→ AUSZUG AUS DOKUMENT
Handelsblatt
Die EU-Kommission bescheinigt den Kandidatenländern Ukraine und Moldau Fortschritte, will die Beitrittsverhandlungen aber an Bedingungen knüpfen. Strittig ist der Umgang mit Bosnien.
08.11.2023| Update: 08.11.2023 – 11:31 Uhr | von Moritz Koch und Carsten Volkery
Brüssel Die Europäische Kommission hat der Ukraine ein durchwachsenes Zwischenzeugnis auf dem Weg in die EU ausgestellt. Dennoch empfiehlt die Brüsseler Behörde den Mitgliedsländern, die Aufnahme von Beitrittsgesprächen mit dem von Russland angegriffenen Land zu beschließen. Das geht aus einem am Mittwoch vorgelegten Bericht der EU-Kommission hervor.
Eine entsprechende Entscheidung der EU-Staaten wird auf dem Treffen des Europäischen Rats erwartet, das im Dezember in Brüssel stattfinden soll. Dort soll auch Moldau die Tür zur EU geöffnet werden, ein Land, dem die Kommission ebenfalls Fortschritte bescheinigt.

→ ZU ERLEDIGENDE AUFGABEN
**A)** Wann und wo soll laut dem Artikel über die EU-Beitrittsgespräche der Europäische Rat zusammenkommen, auf dem die Entscheidung der EU-Staaten erwartet wird?
**B)** Prüfe anhand des Artikels über die EU-Beitrittsgespräche, ob die folgenden Aussagen zutreffen, und belege jede Antwort mit einem wörtlichen Zitat: (i) Die Kommission rät den Mitgliedsländern davon ab, Beitrittsgespräche mit der Ukraine aufzunehmen. (ii) Die Kommission hat ihren Bericht an einem Mittwoch vorgelegt. (iii) Auch Moldau bescheinigt die Kommission Fortschritte.
**C)** Schreibe den Artikel über die EU-Beitrittsgespräche im Anschluss an seinen letzten Satz weiter.

Datensatzeinträge:
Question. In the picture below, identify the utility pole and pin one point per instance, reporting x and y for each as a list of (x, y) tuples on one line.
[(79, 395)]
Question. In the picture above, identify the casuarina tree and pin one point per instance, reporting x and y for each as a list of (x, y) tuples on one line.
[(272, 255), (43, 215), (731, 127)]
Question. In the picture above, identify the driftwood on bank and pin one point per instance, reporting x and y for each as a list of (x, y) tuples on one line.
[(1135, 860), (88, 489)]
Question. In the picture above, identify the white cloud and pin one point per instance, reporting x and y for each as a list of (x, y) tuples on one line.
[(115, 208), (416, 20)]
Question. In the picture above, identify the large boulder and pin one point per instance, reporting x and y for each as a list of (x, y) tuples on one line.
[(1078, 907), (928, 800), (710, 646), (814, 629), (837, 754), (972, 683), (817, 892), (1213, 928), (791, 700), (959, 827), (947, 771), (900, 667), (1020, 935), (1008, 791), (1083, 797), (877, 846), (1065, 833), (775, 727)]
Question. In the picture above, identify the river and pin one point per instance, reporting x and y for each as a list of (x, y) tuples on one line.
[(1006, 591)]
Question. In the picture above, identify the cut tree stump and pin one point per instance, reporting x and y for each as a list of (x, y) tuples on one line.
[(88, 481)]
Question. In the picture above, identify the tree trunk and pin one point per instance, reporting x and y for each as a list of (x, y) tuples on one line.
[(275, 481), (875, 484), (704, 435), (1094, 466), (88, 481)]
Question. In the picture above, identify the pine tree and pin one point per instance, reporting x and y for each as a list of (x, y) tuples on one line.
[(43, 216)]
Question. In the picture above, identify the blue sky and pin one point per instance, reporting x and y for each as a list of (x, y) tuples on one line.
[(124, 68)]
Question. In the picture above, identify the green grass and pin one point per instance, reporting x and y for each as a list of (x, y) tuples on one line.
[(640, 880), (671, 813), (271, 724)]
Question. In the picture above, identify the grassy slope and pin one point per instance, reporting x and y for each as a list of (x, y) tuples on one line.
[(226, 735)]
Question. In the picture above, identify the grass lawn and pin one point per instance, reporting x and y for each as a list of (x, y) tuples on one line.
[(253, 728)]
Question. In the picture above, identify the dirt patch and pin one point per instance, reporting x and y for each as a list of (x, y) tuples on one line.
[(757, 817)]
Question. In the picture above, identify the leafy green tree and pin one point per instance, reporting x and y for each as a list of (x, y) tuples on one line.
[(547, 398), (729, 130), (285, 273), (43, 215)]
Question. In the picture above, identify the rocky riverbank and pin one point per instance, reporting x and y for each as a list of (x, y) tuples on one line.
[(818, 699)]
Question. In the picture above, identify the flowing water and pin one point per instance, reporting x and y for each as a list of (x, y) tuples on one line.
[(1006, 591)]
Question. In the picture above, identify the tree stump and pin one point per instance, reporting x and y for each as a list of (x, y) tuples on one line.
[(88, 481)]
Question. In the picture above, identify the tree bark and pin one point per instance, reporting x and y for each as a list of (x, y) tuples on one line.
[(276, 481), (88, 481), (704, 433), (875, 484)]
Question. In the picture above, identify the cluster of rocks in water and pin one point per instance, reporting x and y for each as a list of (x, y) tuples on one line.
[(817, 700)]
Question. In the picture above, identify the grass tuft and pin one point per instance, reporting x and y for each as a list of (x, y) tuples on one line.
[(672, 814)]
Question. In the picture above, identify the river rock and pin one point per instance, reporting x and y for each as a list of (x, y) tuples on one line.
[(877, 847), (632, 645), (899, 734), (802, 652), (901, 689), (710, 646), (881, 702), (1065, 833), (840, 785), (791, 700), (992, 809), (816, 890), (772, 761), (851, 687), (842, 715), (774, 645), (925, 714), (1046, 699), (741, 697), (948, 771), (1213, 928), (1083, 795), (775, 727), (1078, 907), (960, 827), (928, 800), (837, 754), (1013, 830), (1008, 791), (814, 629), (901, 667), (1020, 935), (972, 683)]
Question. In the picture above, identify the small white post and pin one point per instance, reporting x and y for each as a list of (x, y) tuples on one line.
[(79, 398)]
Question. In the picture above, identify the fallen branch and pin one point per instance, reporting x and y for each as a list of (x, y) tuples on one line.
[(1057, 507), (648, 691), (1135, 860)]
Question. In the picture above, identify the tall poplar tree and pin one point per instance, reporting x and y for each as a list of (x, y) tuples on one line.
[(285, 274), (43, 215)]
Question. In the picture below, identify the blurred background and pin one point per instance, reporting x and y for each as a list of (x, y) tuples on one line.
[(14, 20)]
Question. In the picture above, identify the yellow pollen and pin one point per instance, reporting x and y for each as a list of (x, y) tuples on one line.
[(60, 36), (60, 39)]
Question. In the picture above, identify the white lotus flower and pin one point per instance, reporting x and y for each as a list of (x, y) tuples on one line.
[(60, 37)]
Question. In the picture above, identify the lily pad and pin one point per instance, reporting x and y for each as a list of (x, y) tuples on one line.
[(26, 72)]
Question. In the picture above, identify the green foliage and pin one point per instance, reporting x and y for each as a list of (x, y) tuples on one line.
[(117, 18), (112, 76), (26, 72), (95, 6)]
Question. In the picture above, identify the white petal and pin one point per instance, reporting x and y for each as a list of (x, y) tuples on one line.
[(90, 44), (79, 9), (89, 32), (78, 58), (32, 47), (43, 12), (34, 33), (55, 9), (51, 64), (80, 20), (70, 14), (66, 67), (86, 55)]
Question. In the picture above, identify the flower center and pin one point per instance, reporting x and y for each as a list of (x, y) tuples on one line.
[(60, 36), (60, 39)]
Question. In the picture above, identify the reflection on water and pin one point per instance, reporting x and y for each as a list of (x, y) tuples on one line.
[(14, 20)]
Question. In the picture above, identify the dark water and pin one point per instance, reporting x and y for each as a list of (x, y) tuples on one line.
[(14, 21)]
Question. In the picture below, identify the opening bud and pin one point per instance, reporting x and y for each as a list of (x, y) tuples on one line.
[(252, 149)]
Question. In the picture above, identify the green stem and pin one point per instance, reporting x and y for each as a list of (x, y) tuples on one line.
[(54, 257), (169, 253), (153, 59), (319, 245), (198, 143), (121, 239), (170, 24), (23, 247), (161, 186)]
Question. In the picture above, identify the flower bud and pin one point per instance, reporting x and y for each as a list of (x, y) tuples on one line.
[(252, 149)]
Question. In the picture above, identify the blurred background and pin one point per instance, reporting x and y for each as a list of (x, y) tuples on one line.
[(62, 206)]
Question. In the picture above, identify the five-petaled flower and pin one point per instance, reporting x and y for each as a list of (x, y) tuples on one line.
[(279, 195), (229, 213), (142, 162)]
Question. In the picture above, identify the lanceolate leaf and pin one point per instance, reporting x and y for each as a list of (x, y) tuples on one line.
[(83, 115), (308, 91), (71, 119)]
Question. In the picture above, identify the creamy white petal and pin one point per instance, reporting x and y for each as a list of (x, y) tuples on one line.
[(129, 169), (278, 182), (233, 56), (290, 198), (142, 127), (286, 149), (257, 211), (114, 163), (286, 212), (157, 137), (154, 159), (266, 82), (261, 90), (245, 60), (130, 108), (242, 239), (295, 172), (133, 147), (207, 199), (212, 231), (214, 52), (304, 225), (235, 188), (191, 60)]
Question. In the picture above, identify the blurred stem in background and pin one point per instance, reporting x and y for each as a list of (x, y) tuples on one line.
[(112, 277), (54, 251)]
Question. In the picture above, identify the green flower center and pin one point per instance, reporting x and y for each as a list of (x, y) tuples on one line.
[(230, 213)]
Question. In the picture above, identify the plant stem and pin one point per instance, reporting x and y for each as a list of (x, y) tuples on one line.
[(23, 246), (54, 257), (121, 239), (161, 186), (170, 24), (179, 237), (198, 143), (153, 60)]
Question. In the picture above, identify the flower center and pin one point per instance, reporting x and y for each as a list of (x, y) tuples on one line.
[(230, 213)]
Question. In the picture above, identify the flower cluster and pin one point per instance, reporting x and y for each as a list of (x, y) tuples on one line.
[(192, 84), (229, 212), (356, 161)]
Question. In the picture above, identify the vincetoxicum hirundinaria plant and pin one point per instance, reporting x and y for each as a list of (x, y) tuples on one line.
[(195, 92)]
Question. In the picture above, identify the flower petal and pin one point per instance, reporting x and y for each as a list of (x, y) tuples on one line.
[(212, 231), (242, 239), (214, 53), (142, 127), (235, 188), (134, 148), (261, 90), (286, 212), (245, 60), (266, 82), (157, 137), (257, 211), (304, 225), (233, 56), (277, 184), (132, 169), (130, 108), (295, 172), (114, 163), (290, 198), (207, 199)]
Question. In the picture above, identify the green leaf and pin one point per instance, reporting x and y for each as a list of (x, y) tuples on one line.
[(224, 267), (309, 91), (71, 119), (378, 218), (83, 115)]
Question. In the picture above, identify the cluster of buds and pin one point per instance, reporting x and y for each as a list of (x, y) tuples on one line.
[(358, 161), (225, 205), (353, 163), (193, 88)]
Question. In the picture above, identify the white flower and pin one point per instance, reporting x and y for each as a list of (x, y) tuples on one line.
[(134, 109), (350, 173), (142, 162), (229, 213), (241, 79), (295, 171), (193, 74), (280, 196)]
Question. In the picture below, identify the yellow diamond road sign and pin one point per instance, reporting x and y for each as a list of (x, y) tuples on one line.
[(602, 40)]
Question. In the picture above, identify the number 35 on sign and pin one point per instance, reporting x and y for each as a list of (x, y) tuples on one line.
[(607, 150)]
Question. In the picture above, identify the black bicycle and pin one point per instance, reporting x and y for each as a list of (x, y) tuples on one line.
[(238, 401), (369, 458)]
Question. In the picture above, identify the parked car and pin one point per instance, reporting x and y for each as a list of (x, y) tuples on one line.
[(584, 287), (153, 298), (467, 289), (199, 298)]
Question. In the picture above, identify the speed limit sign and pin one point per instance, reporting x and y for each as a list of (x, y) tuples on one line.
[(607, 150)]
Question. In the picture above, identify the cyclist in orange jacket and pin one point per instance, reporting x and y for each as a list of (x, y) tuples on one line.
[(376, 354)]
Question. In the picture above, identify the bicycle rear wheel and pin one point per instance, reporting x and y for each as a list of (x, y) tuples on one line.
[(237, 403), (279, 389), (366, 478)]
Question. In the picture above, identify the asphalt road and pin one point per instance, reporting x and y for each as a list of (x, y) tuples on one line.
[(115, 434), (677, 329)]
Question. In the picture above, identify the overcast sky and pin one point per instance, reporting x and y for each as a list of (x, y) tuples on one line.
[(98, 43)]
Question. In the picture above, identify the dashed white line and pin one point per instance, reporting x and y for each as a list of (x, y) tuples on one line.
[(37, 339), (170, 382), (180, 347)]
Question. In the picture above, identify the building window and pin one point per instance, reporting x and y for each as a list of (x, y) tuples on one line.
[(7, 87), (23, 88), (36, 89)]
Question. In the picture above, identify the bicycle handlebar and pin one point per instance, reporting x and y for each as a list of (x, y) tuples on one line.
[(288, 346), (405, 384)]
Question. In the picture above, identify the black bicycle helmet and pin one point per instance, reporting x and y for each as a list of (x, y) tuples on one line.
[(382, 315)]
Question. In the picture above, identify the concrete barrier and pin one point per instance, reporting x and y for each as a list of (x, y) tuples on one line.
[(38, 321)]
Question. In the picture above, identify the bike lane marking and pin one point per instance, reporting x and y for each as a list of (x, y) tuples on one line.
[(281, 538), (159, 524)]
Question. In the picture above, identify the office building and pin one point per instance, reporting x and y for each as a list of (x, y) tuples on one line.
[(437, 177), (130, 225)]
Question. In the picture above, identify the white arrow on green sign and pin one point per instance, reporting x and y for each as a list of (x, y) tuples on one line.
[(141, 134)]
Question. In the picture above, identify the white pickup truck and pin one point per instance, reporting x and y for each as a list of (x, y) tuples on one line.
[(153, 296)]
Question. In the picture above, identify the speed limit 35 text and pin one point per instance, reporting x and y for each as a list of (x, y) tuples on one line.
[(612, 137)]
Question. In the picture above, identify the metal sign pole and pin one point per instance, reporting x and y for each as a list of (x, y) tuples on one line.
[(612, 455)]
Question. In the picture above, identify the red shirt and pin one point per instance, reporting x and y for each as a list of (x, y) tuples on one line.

→ ANTWORTEN ZU AUFGABEN
**A)** Im Dezember in Brüssel.

**B)**
(i) Nein: „Dennoch empfiehlt die Brüsseler Behörde den Mitgliedsländern, die Aufnahme von Beitrittsgesprächen mit dem von Russland angegriffenen Land zu beschließen.“
(ii) Ja: „Das geht aus einem am Mittwoch vorgelegten Bericht der EU-Kommission hervor.“
(iii) Ja: „ein Land, dem die Kommission ebenfalls Fortschritte bescheinigt“

**C)**
Bis zuletzt umstritten war in der Kommission die Frage, ob sie auch Beitrittsverhandlungen mit Bosnien-Herzegowina empfehlen sollte. In dem Statusbericht zur Erweiterungspolitik, der dem Handelsblatt vorab vorlag und am Mittwoch veröffentlicht wurde, stellt sie dem Land nun in Aussicht, diese Empfehlung bald abzugeben – und zwar, sobald das Land „das notwendige Maß“ der Kriterien erfülle. Im März 2024 will die Kommission die Fortschritte erneut bewerten.
Das Beitrittsverfahren sieht vor, dass die Bewerber das EU-Recht schrittweise übernehmen und stabile demokratische und rechtsstaatliche Institutionen vorweisen. Nicht die Vergrößerung des europäischen Binnenmarkts steht im Mittelpunkt, sondern die Schaffung einer Friedensordnung.
„Die EU-Erweiterung ist ein Treiber für langfristige Stabilität, Frieden und Wohlstand auf dem gesamten Kontinent“, schreibt die Kommission in dem Erweiterungsbericht. „Die EU-Mitgliedschaft ist eine geostrategische Investition in ein starkes, stabiles und geeintes Europa.“
Ukraine: Bedingt beitrittsverhandlungsbereit
Die Verhandlungen mit der Ukraine sind primär als geopolitisches Signal zu verstehen: Europa will zeigen, dass es die Ukrainer in ihrem Freiheitskampf nicht hängen lässt. In ihrem Bericht bilanziert die Kommission, dass das Land trotz des „brutalen Angriffskriegs“ der Russen ein bemerkenswertes Maß an „institutioneller Stärke, Entschlossenheit und Funktionsfähigkeit“ zeige.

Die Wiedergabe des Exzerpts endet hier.